Set down exactly the lines that run from the line with "the tomato cluster" to the end of the data, and nothing else.

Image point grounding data

────────

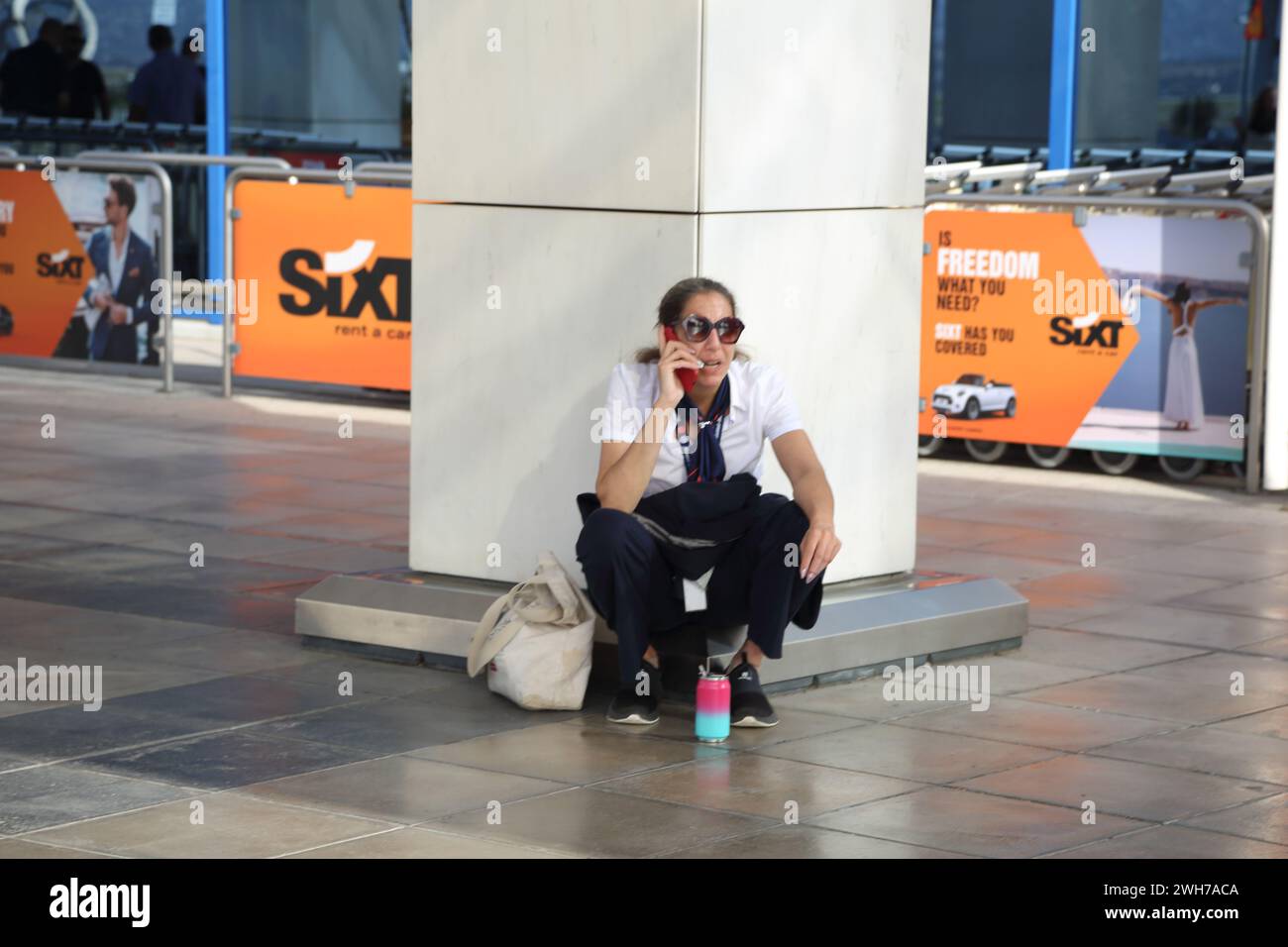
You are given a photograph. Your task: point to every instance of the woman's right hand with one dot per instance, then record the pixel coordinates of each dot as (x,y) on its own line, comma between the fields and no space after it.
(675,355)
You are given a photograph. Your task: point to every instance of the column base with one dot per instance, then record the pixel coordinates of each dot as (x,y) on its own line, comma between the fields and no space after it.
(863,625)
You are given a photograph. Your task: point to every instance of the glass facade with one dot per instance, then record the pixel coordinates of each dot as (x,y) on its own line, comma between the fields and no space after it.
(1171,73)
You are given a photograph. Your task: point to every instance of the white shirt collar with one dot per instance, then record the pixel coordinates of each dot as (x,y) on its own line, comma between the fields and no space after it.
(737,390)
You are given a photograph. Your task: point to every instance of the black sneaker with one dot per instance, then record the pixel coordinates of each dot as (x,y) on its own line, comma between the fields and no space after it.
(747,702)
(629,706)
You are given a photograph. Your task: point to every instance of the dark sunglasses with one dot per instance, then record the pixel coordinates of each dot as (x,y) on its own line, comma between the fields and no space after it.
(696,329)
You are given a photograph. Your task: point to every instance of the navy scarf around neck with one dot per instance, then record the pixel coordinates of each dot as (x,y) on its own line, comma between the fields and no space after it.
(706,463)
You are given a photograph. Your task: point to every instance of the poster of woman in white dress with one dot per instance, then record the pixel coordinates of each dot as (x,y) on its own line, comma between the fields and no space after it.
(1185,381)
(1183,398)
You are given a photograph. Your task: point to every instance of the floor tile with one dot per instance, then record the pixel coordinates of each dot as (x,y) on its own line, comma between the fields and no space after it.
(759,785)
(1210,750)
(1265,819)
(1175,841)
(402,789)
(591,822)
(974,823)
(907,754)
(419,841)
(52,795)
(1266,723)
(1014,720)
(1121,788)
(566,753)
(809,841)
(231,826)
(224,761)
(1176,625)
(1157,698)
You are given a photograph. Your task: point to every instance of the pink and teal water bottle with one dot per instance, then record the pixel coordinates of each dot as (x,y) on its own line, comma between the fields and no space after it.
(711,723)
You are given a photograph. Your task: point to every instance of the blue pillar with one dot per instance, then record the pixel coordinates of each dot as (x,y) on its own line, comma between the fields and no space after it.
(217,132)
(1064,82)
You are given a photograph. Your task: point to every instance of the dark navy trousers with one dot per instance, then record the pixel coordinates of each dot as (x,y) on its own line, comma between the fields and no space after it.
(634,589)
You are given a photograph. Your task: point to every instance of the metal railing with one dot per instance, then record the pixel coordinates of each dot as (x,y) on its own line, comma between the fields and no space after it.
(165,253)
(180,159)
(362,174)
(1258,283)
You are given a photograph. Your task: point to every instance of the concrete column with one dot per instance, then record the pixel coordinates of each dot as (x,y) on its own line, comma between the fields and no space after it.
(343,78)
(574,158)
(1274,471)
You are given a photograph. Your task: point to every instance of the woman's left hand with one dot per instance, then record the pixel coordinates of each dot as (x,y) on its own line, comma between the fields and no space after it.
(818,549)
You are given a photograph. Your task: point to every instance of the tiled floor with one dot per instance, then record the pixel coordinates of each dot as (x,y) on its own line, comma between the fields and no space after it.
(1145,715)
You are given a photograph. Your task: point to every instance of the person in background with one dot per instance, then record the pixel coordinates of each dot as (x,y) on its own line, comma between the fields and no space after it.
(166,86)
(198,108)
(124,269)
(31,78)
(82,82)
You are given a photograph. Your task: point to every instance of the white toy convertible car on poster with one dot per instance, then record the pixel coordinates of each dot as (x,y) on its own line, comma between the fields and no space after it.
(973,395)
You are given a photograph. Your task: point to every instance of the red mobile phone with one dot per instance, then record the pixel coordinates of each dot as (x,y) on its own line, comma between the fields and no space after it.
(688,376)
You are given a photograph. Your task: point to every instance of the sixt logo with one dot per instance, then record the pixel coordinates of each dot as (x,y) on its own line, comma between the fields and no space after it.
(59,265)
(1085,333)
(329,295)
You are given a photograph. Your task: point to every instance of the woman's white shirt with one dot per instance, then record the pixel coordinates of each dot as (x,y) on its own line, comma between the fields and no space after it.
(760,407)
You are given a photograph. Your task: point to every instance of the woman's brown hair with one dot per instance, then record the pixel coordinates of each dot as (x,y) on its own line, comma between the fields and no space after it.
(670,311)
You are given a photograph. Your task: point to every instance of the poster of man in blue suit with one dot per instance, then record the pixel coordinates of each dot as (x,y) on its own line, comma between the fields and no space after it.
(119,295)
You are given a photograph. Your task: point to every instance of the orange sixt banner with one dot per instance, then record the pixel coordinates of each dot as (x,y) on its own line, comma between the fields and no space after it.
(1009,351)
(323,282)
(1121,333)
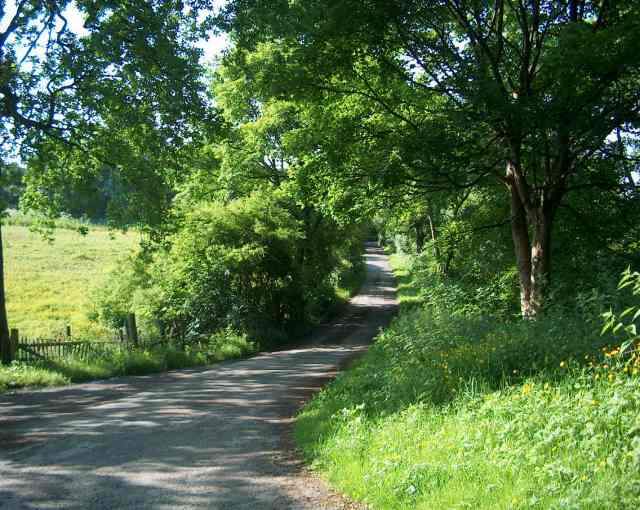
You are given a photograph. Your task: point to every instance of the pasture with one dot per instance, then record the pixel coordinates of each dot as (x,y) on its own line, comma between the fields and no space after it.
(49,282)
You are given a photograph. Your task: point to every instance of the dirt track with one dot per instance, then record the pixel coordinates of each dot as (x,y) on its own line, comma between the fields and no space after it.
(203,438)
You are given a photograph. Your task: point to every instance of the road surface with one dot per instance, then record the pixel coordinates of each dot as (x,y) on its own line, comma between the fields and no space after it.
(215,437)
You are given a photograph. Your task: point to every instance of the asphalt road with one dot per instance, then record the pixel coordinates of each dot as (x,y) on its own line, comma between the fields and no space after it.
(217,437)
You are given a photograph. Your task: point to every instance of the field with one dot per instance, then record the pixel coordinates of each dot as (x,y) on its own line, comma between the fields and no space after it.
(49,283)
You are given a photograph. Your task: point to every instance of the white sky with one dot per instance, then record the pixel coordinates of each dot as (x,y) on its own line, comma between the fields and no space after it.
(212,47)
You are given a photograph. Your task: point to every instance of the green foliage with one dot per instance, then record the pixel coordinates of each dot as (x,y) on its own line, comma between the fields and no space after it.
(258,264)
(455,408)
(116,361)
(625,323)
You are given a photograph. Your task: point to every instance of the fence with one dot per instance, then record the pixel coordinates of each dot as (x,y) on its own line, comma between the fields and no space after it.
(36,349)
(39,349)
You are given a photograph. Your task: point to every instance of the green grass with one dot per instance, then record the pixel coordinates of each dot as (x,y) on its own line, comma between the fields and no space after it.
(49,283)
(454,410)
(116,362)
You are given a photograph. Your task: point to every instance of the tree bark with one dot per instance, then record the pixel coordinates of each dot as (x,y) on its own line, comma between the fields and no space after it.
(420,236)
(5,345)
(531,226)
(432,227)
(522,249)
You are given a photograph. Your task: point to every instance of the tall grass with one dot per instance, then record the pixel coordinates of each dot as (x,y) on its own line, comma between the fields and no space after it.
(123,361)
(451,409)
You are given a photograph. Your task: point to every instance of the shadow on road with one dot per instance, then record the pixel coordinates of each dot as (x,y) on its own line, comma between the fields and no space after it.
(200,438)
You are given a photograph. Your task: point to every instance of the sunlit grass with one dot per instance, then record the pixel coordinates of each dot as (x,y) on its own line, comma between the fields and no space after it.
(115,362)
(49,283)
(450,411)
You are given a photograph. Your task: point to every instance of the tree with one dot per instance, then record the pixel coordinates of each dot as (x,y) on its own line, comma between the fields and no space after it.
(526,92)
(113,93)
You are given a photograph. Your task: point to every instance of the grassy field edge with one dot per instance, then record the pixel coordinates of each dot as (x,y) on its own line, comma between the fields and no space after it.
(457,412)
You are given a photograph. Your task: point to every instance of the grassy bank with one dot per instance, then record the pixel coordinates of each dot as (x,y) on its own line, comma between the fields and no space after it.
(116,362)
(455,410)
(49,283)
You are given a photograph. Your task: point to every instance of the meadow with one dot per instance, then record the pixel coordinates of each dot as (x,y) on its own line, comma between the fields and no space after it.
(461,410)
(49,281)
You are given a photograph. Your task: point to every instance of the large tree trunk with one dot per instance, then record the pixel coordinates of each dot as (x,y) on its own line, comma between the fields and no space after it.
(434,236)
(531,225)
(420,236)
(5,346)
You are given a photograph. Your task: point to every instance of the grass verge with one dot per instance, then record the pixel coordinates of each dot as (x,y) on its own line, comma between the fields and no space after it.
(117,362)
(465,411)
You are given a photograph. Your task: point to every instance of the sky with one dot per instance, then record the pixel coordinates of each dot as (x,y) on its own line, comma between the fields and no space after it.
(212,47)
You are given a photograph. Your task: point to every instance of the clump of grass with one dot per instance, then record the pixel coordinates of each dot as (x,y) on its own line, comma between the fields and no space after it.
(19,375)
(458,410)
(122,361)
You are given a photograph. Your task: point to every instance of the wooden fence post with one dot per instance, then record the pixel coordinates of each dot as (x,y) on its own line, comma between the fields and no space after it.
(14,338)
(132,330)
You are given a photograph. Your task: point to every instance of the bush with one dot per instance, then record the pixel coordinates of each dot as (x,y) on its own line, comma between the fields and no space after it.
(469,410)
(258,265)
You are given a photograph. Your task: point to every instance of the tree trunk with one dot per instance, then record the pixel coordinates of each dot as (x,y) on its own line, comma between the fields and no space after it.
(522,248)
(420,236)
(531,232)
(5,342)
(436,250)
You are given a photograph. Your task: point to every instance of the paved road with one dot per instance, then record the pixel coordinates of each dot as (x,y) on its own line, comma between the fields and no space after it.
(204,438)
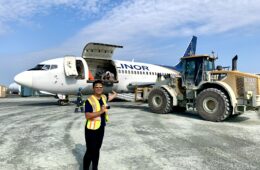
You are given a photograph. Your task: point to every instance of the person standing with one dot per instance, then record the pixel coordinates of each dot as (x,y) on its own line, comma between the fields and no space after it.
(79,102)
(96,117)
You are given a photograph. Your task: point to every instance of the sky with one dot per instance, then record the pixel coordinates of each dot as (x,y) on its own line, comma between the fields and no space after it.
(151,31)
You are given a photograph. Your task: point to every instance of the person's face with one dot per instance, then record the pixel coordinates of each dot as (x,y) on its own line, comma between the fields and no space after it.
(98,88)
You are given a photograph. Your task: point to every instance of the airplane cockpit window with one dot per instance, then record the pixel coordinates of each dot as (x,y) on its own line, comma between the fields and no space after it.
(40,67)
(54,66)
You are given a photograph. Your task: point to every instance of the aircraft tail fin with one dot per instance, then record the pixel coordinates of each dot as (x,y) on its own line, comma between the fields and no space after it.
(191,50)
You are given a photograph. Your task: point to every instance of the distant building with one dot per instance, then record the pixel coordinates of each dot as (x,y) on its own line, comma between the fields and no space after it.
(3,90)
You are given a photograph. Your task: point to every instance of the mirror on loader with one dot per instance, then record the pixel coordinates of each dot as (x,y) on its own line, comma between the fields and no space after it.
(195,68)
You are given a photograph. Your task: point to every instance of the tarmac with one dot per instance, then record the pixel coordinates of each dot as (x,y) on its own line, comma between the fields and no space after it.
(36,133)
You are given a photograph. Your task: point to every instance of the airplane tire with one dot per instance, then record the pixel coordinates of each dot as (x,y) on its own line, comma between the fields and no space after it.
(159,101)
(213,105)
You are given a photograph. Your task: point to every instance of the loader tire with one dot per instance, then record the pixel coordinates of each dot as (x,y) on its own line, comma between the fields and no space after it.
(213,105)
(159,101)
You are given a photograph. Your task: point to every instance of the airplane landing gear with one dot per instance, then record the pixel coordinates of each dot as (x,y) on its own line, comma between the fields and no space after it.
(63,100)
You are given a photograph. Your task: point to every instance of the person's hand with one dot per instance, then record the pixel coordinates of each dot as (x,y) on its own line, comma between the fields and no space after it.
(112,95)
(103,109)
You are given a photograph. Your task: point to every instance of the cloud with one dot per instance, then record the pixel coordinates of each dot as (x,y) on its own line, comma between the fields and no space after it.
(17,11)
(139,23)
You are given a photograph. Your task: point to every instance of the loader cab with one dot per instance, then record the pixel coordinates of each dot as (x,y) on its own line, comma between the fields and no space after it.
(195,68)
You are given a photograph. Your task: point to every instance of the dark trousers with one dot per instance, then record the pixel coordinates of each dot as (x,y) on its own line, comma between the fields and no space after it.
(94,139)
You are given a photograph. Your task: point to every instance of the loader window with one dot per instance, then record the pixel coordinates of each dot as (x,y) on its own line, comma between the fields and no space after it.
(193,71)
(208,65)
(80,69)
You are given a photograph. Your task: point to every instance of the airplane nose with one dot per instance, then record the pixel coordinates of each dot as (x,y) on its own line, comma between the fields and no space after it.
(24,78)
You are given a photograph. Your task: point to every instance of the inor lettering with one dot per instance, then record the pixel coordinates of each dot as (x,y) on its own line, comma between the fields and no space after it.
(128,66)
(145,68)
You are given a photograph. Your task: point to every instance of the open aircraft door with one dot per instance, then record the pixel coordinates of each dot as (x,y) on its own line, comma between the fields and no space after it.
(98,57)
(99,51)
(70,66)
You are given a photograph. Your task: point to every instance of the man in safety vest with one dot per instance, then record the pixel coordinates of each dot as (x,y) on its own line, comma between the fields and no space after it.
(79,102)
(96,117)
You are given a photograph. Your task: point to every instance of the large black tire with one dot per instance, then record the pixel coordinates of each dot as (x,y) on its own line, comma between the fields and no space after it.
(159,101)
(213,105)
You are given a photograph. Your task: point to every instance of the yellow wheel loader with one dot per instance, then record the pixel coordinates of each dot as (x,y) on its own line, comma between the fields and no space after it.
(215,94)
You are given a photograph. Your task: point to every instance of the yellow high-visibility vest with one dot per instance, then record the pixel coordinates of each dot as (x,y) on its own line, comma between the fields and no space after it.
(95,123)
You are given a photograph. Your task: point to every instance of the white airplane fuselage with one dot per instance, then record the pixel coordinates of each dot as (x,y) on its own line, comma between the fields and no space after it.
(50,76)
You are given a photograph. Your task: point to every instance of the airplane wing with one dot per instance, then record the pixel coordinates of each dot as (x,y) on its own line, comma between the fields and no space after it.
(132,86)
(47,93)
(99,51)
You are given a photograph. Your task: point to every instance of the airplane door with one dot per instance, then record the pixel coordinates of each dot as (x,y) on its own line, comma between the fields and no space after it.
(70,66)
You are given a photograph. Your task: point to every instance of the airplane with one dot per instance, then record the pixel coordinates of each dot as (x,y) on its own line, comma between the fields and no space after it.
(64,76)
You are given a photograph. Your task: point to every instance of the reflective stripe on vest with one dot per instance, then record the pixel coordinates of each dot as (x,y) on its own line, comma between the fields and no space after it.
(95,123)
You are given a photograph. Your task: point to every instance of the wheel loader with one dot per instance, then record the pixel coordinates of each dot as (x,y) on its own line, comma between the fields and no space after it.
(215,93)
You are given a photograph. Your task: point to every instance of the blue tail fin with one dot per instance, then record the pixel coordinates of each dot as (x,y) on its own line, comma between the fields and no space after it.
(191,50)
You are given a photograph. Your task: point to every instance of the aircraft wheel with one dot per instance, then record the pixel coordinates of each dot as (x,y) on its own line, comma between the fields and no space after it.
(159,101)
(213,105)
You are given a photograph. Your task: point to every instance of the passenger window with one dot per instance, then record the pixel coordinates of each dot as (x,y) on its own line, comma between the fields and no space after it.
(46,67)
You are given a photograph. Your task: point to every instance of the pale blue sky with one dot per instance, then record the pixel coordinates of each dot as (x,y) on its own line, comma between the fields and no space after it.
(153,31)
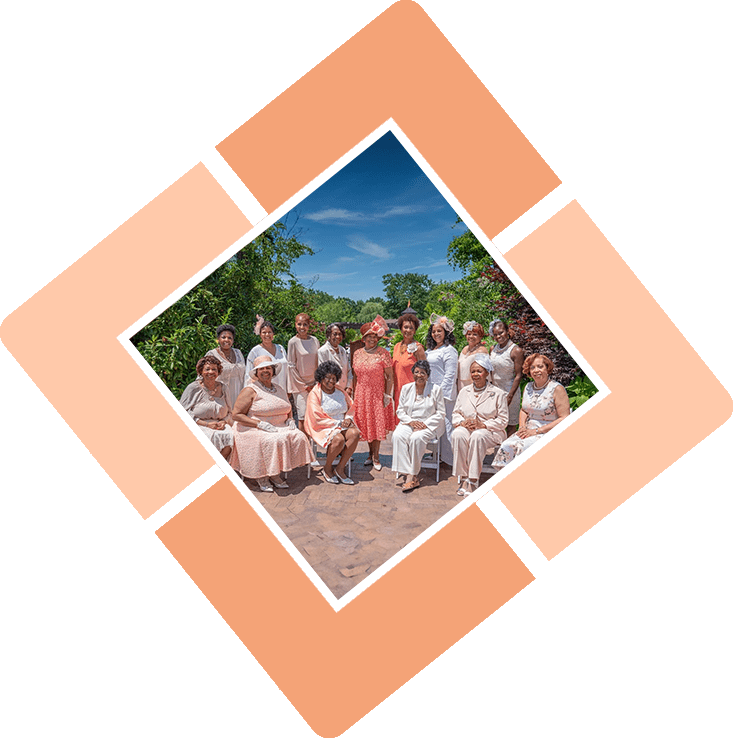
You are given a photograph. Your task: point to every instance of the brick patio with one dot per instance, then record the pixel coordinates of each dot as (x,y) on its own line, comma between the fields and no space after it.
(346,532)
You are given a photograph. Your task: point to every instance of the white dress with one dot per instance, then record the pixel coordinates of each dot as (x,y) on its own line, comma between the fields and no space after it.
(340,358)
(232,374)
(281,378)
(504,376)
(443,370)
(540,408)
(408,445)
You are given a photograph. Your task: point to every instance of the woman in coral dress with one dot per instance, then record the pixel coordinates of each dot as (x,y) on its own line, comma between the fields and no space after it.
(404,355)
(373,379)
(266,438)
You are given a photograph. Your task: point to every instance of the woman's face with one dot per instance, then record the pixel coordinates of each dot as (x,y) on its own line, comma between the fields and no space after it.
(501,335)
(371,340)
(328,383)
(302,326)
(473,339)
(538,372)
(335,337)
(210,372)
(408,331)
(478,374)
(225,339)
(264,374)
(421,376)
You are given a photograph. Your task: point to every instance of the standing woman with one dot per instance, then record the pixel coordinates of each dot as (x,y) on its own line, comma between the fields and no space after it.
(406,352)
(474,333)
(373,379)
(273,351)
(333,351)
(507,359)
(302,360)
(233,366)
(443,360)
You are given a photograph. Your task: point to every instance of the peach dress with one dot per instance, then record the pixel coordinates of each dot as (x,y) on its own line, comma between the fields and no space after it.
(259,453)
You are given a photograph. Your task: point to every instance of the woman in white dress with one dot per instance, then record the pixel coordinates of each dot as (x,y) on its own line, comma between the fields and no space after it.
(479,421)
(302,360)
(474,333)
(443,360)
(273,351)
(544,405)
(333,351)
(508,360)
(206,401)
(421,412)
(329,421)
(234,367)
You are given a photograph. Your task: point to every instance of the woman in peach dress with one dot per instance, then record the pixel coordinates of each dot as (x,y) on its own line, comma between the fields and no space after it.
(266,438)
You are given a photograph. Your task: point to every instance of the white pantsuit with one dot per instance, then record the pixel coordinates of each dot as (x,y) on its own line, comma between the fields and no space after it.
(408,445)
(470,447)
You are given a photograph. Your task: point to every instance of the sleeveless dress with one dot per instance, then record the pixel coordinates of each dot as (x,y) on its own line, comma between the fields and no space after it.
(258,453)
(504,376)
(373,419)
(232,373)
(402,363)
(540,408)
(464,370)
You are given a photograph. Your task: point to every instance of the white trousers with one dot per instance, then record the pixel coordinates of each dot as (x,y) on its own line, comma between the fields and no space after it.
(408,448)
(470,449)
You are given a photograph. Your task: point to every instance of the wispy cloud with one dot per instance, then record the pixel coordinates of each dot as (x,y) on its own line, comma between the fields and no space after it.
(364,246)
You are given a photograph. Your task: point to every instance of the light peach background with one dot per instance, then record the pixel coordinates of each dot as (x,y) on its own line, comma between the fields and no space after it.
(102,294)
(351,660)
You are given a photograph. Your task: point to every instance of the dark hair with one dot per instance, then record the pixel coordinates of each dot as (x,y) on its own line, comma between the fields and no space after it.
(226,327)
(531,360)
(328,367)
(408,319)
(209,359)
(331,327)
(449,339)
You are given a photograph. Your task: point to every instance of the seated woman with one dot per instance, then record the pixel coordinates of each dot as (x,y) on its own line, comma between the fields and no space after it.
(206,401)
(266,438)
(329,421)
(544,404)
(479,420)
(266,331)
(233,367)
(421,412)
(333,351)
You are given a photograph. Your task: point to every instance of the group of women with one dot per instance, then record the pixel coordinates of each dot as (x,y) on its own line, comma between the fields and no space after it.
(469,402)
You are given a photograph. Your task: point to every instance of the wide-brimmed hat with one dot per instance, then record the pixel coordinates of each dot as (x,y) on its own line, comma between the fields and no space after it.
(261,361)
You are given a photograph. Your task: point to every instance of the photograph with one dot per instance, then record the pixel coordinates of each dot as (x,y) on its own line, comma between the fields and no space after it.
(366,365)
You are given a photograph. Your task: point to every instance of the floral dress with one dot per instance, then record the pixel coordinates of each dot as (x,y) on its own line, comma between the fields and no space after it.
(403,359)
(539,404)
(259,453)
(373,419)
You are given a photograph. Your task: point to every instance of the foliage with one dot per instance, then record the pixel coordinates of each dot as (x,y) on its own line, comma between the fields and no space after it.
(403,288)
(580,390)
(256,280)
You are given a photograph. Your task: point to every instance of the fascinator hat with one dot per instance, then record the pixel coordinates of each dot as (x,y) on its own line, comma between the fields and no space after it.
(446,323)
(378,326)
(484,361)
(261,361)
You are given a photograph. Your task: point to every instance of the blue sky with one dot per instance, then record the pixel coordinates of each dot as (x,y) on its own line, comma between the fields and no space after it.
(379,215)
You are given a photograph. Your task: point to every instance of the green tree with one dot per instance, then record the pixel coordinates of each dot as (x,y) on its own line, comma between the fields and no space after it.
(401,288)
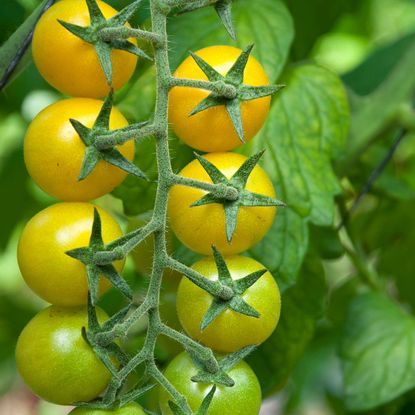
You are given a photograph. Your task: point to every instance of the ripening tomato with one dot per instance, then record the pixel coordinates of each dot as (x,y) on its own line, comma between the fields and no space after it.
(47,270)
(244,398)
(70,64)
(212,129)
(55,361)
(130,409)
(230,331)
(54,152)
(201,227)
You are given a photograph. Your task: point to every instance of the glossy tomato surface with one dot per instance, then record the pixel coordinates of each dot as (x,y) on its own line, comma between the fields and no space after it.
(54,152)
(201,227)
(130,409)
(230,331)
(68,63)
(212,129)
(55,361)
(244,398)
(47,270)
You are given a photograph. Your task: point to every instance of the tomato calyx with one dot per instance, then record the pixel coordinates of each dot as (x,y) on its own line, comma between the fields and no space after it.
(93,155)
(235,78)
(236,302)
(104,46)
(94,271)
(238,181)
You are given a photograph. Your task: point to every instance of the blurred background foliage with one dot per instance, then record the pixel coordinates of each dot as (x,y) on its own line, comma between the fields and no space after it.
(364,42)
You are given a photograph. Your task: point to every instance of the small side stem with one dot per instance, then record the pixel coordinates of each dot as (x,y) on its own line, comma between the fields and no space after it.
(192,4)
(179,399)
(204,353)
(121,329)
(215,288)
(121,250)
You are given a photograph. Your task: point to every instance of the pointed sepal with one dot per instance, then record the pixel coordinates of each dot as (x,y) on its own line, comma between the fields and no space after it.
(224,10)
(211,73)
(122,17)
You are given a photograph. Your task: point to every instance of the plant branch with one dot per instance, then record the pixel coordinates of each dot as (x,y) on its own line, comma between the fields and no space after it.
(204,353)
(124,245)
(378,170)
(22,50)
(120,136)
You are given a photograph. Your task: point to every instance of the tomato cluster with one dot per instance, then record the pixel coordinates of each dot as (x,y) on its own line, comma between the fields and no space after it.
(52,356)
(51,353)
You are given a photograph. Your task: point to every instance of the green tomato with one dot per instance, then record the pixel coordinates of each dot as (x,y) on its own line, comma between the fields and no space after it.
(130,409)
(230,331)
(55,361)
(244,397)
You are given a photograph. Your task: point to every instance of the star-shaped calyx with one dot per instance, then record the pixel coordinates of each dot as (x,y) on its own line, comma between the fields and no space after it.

────────

= EXERCISE SOLUTION =
You are given a photograph. Your task: point to every instance of the tomato cluster with one dot per instance, then record the pixel coordinates of each dot as (x,y) on its own line, comma between the fields and no space after it.
(52,356)
(51,353)
You are given a photograph. Your task: point to every instance of the green tomato with one dot per instance, then record the pixel coordinates of each dot as (x,y) on its own line, comma between the fields and no space after it.
(130,409)
(230,331)
(55,361)
(244,397)
You are given a photograph. Your task: point to every instance of the star-shaped calyx with one dot per instance, then record the pixel coordinates of each dot as (x,y) on its own line, comma between the fields and no space after it.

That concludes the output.